Switch "photo" to "image" and copy the lines from the start of the items through the line containing "point(163, 353)", changing nothing else. Leave the pictures out of your copy.

> Given information:
= = =

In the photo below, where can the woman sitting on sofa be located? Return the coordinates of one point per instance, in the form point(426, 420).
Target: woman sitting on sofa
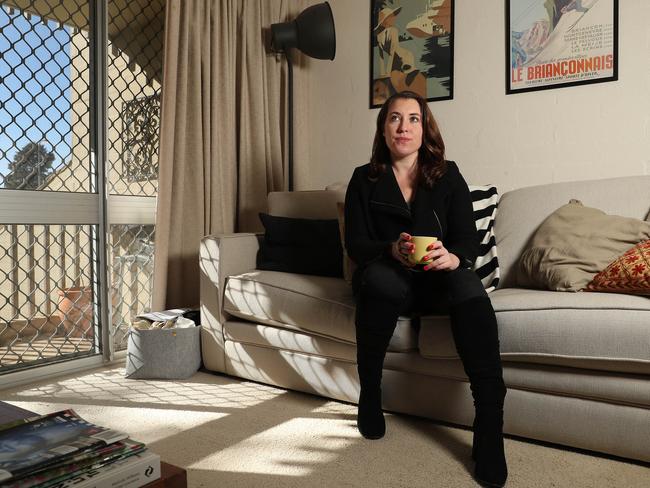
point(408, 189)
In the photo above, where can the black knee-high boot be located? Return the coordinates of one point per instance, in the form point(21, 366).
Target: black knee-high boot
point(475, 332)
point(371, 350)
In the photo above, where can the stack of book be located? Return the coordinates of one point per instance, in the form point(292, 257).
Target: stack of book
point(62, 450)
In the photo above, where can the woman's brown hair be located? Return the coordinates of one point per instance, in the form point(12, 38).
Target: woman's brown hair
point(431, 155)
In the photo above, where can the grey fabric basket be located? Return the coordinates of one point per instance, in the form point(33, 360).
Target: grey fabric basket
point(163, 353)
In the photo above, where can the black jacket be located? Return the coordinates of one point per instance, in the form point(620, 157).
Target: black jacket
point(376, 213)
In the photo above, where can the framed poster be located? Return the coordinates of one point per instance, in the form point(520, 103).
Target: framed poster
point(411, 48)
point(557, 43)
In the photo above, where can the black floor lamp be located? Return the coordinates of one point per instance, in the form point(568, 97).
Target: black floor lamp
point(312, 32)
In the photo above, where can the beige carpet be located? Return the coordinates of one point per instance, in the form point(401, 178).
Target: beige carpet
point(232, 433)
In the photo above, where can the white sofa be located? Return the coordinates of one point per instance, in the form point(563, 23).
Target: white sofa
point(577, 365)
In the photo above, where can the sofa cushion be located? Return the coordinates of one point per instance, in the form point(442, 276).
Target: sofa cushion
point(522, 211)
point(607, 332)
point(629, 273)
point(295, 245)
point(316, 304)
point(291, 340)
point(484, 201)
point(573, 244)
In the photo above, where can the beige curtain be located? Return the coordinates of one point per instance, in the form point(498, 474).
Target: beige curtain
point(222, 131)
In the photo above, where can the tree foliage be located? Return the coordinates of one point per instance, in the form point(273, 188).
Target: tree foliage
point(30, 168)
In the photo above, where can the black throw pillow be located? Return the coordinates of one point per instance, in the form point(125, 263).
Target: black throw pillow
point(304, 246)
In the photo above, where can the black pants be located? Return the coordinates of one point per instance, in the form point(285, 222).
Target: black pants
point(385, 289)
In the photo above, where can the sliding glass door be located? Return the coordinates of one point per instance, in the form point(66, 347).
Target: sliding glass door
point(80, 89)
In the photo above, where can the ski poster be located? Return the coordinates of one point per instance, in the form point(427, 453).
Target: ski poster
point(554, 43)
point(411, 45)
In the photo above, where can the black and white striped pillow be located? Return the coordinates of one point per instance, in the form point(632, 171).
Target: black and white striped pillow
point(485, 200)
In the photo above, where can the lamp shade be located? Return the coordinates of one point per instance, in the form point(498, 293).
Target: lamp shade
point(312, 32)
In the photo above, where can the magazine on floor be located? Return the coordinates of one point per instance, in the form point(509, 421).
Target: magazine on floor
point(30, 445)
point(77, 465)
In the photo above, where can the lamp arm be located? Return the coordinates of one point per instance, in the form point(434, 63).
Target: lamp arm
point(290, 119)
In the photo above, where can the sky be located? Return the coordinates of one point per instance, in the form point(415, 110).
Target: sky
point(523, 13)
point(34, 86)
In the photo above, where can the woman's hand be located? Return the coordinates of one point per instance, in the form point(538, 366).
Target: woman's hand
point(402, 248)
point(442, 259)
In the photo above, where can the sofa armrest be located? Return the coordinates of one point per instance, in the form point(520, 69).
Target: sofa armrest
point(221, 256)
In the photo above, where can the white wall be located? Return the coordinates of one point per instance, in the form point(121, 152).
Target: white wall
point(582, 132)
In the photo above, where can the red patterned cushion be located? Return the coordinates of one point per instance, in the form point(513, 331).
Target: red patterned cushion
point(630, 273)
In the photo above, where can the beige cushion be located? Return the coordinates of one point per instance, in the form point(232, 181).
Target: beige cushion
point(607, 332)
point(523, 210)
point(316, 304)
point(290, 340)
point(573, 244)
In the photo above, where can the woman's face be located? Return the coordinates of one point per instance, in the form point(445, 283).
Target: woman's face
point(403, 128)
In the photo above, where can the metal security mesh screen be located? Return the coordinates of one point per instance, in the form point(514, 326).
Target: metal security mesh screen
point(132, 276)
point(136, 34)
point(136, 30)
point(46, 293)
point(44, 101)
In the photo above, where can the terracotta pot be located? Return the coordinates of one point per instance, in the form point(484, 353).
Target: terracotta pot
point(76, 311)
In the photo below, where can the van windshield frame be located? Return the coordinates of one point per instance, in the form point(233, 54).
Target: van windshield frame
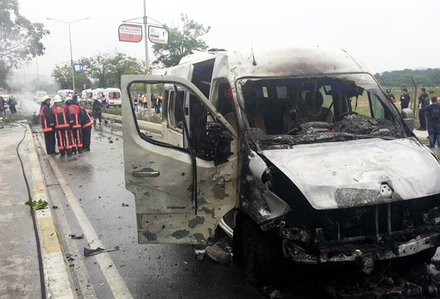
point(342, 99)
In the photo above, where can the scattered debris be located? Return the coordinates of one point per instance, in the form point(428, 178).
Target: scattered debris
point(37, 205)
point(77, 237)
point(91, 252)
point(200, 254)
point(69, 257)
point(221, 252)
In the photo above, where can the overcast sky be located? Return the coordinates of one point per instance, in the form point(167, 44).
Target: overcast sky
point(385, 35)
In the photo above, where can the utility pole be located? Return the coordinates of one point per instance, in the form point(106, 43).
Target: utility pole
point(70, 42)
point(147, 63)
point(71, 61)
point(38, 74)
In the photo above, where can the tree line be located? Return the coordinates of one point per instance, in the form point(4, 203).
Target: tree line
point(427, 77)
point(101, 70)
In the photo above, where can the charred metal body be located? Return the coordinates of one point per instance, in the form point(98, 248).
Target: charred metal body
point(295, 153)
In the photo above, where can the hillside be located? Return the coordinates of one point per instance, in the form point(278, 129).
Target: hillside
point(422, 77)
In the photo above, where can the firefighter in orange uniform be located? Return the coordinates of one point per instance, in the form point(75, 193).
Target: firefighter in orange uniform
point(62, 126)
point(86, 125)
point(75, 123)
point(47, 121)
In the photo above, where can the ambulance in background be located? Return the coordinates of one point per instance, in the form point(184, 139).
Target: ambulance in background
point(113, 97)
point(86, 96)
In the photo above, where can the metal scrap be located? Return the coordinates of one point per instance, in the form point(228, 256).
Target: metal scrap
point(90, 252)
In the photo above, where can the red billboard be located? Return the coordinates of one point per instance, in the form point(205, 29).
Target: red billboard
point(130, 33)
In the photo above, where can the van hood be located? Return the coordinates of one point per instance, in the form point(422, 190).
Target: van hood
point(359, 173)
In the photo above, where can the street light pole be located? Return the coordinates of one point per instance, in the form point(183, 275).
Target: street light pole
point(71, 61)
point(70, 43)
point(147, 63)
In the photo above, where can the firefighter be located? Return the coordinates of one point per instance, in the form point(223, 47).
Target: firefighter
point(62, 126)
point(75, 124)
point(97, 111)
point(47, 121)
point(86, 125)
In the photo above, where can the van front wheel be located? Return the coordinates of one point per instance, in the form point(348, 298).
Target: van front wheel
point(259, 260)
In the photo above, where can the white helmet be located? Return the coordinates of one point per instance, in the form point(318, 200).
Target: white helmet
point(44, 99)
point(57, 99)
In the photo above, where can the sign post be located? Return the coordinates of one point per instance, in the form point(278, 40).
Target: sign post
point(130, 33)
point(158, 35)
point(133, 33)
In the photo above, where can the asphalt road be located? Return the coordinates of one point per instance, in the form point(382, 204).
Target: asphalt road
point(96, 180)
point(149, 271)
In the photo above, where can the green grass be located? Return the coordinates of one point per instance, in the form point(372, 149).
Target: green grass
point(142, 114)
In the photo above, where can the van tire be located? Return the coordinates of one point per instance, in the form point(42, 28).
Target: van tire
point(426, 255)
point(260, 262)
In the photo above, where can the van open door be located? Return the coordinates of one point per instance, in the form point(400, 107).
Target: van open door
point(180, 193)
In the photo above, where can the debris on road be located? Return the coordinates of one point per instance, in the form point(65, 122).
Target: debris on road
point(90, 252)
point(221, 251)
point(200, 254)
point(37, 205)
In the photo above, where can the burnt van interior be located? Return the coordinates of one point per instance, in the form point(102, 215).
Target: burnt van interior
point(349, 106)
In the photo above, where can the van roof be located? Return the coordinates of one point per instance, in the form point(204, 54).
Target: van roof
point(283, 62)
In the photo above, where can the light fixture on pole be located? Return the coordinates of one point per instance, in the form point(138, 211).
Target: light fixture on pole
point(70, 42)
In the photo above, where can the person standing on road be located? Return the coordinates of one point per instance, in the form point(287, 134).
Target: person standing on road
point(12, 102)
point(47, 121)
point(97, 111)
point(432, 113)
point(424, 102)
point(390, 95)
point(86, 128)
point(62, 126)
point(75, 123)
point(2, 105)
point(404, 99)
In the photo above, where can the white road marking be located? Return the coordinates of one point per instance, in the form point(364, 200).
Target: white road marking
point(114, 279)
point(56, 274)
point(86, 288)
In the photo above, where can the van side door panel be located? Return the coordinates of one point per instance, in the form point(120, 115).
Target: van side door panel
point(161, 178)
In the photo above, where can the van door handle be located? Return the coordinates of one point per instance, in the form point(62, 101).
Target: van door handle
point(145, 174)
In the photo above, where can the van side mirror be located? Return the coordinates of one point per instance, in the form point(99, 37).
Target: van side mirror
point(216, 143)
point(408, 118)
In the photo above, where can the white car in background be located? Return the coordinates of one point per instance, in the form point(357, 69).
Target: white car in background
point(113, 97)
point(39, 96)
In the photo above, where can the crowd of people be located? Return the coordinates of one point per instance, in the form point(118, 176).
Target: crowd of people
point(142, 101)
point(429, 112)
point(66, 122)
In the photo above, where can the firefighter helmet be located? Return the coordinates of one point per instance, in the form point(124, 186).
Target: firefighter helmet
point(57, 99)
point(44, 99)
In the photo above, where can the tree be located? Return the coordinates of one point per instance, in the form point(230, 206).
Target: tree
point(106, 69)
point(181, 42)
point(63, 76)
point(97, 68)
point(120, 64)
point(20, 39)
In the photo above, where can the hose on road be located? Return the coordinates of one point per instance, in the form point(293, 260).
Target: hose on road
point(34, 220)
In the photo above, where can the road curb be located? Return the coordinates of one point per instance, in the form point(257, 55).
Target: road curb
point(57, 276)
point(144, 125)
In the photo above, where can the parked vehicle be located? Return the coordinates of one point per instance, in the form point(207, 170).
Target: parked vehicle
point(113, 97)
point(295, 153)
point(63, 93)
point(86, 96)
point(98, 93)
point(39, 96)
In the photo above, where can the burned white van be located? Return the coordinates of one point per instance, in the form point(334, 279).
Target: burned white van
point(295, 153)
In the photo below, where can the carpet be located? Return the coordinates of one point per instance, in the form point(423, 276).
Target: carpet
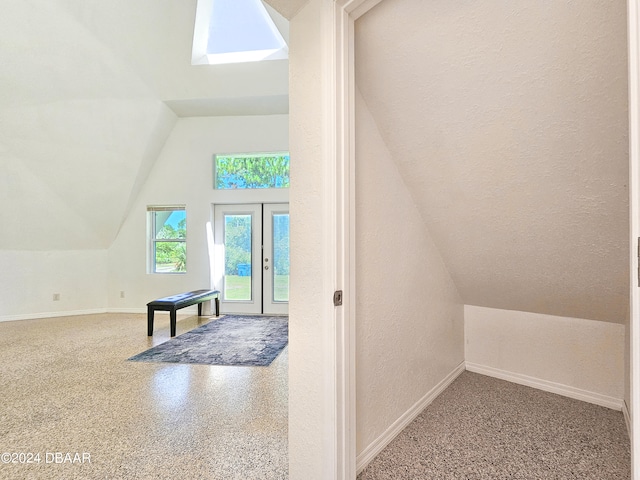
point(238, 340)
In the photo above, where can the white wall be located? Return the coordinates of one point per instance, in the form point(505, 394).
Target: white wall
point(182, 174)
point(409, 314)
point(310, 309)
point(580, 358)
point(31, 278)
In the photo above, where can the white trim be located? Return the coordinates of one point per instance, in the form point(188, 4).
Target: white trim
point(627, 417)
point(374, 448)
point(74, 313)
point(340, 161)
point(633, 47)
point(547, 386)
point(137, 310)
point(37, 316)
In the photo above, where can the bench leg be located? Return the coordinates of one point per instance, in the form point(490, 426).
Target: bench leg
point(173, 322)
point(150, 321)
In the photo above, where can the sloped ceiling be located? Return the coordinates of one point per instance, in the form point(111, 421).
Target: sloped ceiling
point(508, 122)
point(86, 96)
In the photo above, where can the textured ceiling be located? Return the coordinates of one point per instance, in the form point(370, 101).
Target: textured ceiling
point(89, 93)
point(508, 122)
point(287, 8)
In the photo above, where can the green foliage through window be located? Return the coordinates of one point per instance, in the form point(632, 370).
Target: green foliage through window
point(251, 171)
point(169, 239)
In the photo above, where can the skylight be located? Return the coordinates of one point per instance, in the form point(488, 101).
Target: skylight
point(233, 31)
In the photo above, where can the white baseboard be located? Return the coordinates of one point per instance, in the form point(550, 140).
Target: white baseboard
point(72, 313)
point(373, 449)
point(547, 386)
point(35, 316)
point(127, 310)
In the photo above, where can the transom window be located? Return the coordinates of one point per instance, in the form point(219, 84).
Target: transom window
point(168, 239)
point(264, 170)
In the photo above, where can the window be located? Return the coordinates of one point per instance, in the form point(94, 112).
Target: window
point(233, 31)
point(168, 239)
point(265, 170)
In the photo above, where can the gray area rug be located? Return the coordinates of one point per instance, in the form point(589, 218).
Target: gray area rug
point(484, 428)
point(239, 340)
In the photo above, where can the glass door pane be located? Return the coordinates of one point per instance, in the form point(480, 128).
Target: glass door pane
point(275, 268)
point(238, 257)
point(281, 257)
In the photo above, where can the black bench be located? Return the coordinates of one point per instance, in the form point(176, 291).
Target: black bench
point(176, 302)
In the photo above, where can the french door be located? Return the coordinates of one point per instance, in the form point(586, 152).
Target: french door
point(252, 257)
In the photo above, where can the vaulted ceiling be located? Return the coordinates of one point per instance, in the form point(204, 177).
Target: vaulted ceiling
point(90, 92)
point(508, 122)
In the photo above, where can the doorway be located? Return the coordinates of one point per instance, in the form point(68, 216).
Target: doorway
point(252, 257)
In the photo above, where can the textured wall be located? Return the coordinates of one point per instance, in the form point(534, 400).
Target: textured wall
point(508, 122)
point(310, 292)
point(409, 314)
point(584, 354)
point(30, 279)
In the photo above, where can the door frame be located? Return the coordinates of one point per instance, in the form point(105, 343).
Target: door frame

= = =

> Problem solution:
In the image below, where can the woman sitting on sofa be located? Return the coordinates of one point per instance, in the form point(426, 420).
Target: woman sitting on sofa
point(408, 189)
In the image above, where can the black knee-high boot be located? Return the coordinates of one point per instance, in the form point(21, 366).
Target: black knee-high boot
point(475, 332)
point(371, 350)
In the image above, where can the stack of book be located? Return the coordinates of one point per instance, in the form point(292, 257).
Target: stack of book
point(62, 450)
In the image above, where can the woman's brown hair be located? Return the coordinates of one point per instance, in the form point(12, 38).
Target: woman's brown hair
point(431, 155)
In the image above, where can the grey fabric basket be located? Return the coordinates of one point per instance, in the form point(33, 360).
Target: grey fabric basket
point(163, 353)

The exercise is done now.